▶ **Cosa fare**
Rispondi in base all'articolo sulla sanzione all'ASL Napoli 3 Sud riportato più avanti.
1. A quanto ammonta la sanzione e con quale provvedimento è stata comminata?
2. Quali componenti dell'infrastruttura del datacenter sono stati colpiti dall'attacco?
3. Con quale nome è indicato il gruppo di cybercriminali che ha chiesto il riscatto?

▶ **Estratto della fonte**
====================

La ASL di Napoli sanzionata dal Garante Privacy per violazione del GDPR: che cosa possiamo imparare?

di LUISA DI GIACOMO*

L’Autorità Garante per la protezione dei dati personali ha comminato una sanzione da 30mila euro nei confronti dell’ASL Napoli 3 Sud con il provvedimento del 28 settembre 2023, n. 426, per aver accertato che le misure di sicurezza attuate non hanno consentito di proteggere i dati personali degli assistiti (842mila persone) da un attacco ransomware, in aperta violazione del principio di privacy by design, di accountability e di approccio basato sul rischio.

Questa sanzione comminata dal Garante ad una Pubblica Amministrazione, che non è certo la prima e, purtroppo, non sarà l’ultima, ci può aiutare a capire alcuni principi fondamentali in tema di sicurezza informatica e protezione dei dati personali, e fare tesoro delle “disgrazie” altrui può essere di insegnamento per l’attuazione della compliance nel nostro Ente locale. Imparando dalla vicenda della ASL possiamo imparare che cosa fare e soprattutto che cosa non fare quando trattiamo i dati e quando ci troviamo dinnanzi alla sciagurata ipotesi di una violazione degli stessi.

I fatti e la sanzione del Garante

Innanzi tutto, vediamo brevemente come si sono svolti i fatti. L’ispezione alla ASL Napoli 3 Sud è scaturita dalla notifica di data breach effettuata dall’azienda ospedaliera al Garante. Un attacco informatico di tipo ransomware ha colpito i sistemi informatici dell’ente pubblico sanitario, causando la “perdita”, o meglio l’indisponibilità dei dati personali degli assistiti. Dopo aver dichiarato il verificarsi di diversi malfunzionamenti dei sistemi sanitari preposti all’erogazione dei servizi sanitari ed alle prestazioni di laboratorio, l’azienda ha constatato che l’infrastruttura del datacenter (server, domain controller, proxy, VPN) è stata oggetto di attacco hacker di tipo ransomware, con conseguente crittazione di tutti i dati aziendali contenuti nei server; sono stati compromessi anche gli elenchi degli utenti amministratori, di fatto rendendo da un lato impossibili gli accessi al sistema informatico aziendale e dall’altro “spegnendo” il funzionamento operativo dell’intera azienda sanitaria.

Come ormai sappiamo molto bene, e come spesso ripetiamo in questa rubrica, dopo aver aperto l’incidente di sicurezza e coinvolto il DPO, l’azienda è stata costretta non solo ad avvertire tutti i propri assistiti del fatto che i loro dati personali, tra cui i dati “sensibili” appartenenti alla loro salute, erano in mano di un gruppo di cybercriminali che risponde al suggestivo ed evocativo nome di “Sabbath”, (che ha chiesto il pagamento di un riscatto per ottenere i codici per decrittare i dati presi in ostaggio), ma altresì a notificare l’incidente al Garante della Privacy.

====================

▶ **Voci**

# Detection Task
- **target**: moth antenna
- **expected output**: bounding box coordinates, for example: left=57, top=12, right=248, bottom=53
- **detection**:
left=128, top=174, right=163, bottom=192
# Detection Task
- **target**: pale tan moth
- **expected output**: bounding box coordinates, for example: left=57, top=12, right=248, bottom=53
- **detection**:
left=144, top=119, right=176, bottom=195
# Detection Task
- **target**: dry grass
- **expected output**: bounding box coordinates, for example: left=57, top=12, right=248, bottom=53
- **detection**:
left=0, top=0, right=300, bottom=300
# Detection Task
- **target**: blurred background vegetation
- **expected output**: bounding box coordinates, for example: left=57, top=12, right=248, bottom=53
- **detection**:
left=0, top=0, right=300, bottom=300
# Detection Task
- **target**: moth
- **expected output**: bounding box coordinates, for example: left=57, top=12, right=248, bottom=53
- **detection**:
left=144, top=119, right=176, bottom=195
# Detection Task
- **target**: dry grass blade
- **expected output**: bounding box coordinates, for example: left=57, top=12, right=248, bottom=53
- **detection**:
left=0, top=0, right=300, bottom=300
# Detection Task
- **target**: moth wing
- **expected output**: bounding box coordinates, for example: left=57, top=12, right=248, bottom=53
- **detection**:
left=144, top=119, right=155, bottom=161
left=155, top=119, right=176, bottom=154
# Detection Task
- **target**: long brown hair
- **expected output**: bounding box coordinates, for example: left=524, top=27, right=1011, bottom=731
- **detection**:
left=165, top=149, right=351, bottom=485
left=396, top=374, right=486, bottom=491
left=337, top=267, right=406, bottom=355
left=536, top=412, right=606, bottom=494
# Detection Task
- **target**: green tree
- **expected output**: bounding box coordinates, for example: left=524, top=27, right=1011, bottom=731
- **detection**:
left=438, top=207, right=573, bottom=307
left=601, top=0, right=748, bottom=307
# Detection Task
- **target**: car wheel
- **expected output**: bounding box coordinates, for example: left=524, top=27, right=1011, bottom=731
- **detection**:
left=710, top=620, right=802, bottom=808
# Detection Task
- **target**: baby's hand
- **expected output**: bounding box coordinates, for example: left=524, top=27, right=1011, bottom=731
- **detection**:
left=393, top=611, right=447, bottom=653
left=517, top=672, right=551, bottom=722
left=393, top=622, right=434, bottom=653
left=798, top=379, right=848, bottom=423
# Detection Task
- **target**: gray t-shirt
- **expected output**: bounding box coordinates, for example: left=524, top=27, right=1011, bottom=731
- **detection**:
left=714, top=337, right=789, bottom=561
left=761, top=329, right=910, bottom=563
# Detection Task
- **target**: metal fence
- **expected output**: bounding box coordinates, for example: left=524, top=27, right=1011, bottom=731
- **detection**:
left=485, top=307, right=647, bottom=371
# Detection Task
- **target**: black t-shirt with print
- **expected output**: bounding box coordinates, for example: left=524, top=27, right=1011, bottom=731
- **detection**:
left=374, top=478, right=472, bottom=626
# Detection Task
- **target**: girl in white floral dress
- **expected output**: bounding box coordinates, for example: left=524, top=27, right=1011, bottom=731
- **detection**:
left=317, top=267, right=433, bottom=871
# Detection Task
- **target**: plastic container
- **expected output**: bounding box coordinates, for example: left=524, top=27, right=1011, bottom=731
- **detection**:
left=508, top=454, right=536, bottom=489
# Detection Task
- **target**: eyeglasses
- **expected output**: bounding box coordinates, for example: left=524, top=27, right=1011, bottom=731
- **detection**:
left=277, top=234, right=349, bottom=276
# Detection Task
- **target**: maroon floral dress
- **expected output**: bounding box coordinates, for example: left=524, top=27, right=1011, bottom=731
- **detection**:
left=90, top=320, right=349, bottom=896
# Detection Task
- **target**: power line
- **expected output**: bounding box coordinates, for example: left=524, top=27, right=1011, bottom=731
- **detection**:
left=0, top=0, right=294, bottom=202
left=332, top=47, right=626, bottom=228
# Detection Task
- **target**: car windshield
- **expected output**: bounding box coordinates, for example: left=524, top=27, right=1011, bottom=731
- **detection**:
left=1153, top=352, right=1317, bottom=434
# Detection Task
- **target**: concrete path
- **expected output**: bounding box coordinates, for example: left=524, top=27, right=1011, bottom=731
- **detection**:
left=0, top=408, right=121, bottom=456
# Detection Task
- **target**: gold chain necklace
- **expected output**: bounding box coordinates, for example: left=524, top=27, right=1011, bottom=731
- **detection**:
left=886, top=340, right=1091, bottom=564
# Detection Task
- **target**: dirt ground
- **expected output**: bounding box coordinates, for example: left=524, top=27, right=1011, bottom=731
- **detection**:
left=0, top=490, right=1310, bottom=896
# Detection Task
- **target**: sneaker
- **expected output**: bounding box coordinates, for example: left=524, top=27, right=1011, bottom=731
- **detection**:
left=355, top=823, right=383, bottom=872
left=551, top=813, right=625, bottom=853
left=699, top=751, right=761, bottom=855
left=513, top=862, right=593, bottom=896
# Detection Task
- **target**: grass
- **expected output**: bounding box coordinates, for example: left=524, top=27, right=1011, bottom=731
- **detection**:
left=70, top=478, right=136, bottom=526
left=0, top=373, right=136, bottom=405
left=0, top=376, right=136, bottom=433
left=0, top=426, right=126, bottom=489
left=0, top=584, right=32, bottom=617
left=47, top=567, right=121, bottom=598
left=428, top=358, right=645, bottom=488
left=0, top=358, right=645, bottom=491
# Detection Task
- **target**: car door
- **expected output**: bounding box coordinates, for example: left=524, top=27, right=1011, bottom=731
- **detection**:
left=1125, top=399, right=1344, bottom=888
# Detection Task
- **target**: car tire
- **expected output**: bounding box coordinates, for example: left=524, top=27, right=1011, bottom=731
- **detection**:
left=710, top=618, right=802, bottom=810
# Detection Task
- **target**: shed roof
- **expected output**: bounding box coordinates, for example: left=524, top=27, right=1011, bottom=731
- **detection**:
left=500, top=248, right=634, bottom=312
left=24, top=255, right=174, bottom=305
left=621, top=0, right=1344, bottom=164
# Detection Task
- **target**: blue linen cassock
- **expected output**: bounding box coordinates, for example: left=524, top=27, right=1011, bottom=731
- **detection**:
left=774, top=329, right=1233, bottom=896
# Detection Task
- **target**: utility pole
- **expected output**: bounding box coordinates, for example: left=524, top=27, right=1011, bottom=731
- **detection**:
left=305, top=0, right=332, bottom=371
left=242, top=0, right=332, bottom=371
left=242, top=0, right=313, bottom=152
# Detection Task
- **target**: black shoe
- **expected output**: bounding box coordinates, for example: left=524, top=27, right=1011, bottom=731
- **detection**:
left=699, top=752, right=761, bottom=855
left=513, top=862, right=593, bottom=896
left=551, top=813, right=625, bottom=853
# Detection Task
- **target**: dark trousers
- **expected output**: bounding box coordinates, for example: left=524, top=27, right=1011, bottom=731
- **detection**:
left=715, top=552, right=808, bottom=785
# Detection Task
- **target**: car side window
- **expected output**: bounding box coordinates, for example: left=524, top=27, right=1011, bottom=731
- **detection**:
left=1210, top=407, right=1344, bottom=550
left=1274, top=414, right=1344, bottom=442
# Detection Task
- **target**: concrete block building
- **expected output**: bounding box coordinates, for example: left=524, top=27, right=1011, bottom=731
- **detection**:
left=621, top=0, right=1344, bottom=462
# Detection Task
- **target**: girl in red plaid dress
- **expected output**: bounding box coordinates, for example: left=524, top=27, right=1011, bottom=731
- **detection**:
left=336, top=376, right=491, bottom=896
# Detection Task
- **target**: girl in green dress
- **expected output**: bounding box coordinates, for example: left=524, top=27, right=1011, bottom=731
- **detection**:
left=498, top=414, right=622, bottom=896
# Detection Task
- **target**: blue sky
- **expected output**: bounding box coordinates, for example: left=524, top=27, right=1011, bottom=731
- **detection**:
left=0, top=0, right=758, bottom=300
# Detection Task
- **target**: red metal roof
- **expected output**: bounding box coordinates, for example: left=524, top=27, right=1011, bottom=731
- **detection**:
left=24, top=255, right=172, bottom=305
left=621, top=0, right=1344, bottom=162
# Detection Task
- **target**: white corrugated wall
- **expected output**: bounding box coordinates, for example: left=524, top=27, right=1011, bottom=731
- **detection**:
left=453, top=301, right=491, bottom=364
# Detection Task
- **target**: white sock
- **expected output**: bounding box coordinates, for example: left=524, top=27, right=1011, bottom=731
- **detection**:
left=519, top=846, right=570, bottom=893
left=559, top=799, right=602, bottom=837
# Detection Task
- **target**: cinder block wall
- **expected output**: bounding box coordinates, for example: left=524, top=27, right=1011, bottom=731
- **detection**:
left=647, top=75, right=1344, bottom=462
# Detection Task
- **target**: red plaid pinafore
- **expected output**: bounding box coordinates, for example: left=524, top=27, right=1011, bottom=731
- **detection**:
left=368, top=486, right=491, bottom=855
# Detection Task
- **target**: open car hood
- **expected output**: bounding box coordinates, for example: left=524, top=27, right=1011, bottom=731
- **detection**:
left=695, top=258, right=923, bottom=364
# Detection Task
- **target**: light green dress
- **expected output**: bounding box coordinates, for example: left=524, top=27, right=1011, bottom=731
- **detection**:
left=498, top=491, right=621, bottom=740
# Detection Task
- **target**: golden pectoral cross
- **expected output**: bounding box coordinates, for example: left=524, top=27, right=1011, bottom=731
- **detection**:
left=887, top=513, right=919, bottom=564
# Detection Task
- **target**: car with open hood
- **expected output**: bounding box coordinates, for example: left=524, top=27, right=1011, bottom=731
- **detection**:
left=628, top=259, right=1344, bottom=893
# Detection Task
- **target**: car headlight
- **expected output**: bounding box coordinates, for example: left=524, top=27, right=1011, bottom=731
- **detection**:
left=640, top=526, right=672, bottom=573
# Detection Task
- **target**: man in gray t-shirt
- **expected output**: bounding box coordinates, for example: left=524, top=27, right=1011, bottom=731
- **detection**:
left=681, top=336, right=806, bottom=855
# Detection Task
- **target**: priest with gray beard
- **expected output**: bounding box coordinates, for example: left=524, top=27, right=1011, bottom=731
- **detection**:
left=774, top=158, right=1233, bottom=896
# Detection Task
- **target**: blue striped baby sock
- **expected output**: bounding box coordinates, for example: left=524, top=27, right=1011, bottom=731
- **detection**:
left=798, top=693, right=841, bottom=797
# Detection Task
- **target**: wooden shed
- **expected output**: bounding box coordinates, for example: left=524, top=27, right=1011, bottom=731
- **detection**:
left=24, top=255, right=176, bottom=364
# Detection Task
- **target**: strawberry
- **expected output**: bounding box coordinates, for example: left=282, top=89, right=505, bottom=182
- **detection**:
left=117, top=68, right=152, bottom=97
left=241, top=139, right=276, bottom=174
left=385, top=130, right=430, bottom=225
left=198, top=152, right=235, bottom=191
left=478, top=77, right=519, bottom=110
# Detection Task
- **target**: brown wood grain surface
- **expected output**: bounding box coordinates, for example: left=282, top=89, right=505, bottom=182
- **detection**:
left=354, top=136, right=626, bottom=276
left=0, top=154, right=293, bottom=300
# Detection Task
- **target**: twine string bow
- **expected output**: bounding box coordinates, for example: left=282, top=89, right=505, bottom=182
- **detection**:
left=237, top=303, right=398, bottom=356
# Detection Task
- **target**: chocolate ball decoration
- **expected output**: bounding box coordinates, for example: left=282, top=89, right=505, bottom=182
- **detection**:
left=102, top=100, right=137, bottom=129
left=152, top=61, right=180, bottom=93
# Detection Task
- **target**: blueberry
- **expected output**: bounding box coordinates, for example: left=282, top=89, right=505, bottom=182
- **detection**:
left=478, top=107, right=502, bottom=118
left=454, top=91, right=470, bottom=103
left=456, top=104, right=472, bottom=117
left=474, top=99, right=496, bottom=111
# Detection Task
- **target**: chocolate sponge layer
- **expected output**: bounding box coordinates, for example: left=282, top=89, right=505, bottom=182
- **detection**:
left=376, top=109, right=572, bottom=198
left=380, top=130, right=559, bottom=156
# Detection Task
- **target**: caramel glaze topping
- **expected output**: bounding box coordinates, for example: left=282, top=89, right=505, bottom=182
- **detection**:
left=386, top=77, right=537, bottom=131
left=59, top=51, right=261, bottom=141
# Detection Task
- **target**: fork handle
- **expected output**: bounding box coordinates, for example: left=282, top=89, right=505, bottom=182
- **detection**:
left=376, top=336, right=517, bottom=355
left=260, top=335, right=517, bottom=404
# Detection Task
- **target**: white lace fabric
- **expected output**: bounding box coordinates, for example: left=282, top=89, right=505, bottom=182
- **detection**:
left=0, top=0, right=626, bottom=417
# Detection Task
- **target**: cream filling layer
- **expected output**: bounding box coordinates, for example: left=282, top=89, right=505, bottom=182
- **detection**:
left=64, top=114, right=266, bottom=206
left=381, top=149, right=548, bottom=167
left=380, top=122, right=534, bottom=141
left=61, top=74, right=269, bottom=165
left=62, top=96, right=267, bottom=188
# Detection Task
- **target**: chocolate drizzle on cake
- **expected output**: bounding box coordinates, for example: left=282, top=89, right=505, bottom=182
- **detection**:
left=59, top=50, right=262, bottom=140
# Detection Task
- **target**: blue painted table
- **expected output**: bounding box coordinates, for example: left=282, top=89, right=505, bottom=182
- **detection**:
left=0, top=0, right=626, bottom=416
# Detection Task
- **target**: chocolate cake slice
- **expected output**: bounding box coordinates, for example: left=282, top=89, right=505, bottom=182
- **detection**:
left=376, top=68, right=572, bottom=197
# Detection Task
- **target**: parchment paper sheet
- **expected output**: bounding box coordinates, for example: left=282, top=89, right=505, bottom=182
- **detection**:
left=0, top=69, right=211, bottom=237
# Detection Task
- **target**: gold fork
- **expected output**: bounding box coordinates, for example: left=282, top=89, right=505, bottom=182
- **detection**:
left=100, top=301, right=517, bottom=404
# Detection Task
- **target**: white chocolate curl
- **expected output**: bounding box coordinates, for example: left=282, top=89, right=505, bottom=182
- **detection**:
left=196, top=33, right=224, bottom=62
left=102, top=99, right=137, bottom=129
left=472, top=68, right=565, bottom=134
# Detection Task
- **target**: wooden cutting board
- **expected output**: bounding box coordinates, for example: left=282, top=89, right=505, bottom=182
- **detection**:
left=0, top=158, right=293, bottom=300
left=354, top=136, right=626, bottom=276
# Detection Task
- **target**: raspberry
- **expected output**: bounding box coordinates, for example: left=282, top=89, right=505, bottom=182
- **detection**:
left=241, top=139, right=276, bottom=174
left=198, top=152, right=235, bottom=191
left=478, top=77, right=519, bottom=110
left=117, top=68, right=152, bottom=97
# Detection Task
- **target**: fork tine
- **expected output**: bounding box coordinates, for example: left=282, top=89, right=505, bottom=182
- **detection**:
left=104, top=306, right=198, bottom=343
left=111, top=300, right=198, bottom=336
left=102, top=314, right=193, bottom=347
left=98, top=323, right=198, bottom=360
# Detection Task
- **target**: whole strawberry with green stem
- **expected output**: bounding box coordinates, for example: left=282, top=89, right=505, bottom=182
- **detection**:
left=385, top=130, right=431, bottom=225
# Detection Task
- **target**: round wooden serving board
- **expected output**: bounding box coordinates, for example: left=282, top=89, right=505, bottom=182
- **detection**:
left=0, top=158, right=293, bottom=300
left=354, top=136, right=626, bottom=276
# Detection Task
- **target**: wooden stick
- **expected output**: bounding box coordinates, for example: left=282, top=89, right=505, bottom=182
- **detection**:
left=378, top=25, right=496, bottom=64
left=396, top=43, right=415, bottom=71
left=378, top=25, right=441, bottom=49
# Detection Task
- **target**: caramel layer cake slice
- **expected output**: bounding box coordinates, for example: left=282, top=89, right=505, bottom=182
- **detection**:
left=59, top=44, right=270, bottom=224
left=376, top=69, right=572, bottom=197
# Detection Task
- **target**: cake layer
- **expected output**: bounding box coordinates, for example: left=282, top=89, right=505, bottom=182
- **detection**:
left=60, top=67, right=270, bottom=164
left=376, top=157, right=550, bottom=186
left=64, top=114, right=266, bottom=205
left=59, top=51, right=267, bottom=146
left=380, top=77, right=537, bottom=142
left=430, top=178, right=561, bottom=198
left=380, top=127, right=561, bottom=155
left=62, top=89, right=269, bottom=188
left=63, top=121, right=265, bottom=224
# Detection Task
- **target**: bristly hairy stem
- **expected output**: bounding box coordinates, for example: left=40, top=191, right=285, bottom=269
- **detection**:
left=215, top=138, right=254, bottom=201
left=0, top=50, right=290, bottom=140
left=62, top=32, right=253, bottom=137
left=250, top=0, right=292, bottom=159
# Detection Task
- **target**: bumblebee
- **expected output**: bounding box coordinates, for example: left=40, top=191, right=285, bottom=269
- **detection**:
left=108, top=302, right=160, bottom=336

====================

▶ **Soluzione**
1. La sanzione è di 30mila euro ed è stata comminata con il provvedimento del 28 settembre 2023, n. 426.
2. Sono stati colpiti server, domain controller, proxy e VPN.
3. Il gruppo si chiama "Sabbath".